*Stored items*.
— BEGIN —

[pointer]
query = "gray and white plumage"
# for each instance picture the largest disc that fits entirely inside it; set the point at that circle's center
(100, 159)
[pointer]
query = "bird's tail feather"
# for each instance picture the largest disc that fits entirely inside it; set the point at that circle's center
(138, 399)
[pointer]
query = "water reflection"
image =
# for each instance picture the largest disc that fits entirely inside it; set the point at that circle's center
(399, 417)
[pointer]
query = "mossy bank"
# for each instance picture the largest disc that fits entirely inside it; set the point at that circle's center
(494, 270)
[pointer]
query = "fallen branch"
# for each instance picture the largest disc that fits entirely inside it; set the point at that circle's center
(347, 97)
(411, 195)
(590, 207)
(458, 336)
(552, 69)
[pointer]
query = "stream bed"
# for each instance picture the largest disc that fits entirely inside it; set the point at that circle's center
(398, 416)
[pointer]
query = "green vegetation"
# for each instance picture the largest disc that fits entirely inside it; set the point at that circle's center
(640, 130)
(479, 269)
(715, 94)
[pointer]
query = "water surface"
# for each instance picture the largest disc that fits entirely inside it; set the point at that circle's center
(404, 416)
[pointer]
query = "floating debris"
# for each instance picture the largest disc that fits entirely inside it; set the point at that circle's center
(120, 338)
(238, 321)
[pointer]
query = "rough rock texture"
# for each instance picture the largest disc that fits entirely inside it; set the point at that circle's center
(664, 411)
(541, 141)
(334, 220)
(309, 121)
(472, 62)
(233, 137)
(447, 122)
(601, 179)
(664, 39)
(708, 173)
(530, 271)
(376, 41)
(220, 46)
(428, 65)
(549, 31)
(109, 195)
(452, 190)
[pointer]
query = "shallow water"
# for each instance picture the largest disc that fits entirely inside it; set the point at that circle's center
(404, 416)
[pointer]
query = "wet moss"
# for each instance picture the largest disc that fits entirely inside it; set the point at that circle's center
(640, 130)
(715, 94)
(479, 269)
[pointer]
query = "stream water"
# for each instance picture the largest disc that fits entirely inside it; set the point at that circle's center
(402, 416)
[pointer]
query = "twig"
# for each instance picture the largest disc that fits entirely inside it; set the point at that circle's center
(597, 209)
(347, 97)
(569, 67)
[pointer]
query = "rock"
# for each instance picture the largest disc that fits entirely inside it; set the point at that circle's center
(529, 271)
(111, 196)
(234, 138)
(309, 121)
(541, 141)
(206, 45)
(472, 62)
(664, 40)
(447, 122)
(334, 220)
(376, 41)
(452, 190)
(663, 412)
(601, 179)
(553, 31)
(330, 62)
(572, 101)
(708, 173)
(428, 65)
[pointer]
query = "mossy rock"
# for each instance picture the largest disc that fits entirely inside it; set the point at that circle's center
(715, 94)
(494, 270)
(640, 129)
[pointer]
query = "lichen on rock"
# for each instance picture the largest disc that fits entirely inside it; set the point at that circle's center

— END —

*TO DO*. Copy out the full listing exactly.

*EXERCISE RESULT*.
[pointer]
query = "gray and white plumage"
# for each instance picture the largest disc that fits entirely inside it; set the point at that circle's center
(100, 159)
[pointer]
query = "bird's tail feather"
# for each instance picture the largest disc that fits entirely inside it; set the point at that circle's center
(138, 399)
[pointer]
query = "water reflection"
image =
# for each instance picture the largest disc that fits entirely inside it; set the point at that circle's center
(399, 417)
[pointer]
query = "mossy bank"
# for each instance picture the largest disc that fits entirely inside it; set the point at that circle's center
(494, 270)
[pointer]
query = "fallen branch"
# for each instance picture the largest disc that fits entirely inside it; set the point at that circle's center
(347, 97)
(411, 195)
(590, 207)
(458, 336)
(552, 69)
[pointer]
query = "stream bed"
# for each instance picture the largest disc that fits entirely inside it; set the point at that circle's center
(398, 416)
[pointer]
query = "green vegetation"
# for each instance picture the largest disc that fits entirely inside it; set the point at that circle's center
(640, 130)
(479, 269)
(715, 94)
[pointer]
query = "water surface"
# for each instance picture the largest disc that fits entirely inside it; set the point at that circle's center
(404, 416)
[pointer]
query = "floating debris"
# for each instance picture the largest disc that fits entirely inside it; set the point at that circle's center
(120, 338)
(238, 321)
[pointer]
query = "rough rock texture"
# for each instance picture the largest disc that fits entirely inside it; set the point at that circle's center
(664, 411)
(541, 141)
(334, 220)
(309, 121)
(472, 62)
(233, 137)
(447, 122)
(601, 179)
(664, 39)
(708, 173)
(530, 271)
(376, 41)
(220, 46)
(428, 65)
(549, 31)
(109, 195)
(452, 190)
[pointer]
query = "shallow water"
# for each instance picture the largest disc that fits entirely inside it; set the point at that circle's center
(404, 416)
[pointer]
query = "wet moss"
# for each instance picture the largest disc that fits entirely inside it; set the point at that circle's center
(640, 130)
(715, 94)
(479, 269)
[pointer]
query = "stream water"
# for each instance picture the largest disc that fits entirely inside it; set the point at that circle's center
(402, 416)
[pointer]
query = "twig"
# for each instance picture the largest disc that fits entirely inside it; set the point at that circle's center
(597, 209)
(347, 97)
(569, 67)
[pointer]
query = "rock"
# for each instance picture the largest disc that fits entirely inside it; set the point at that circle's center
(529, 271)
(111, 196)
(234, 138)
(309, 121)
(541, 141)
(206, 45)
(472, 62)
(664, 40)
(447, 122)
(334, 220)
(376, 41)
(452, 190)
(663, 412)
(601, 179)
(553, 31)
(330, 62)
(572, 101)
(708, 173)
(428, 65)
[pointer]
query = "mossy rock"
# for each instance picture the largest disc that fits entirely inside it; set the point at that circle's center
(715, 94)
(494, 270)
(640, 129)
[pointer]
query = "lichen on rock"
# for each instance picture the largest disc that fits entirely inside it; set the point at that circle's center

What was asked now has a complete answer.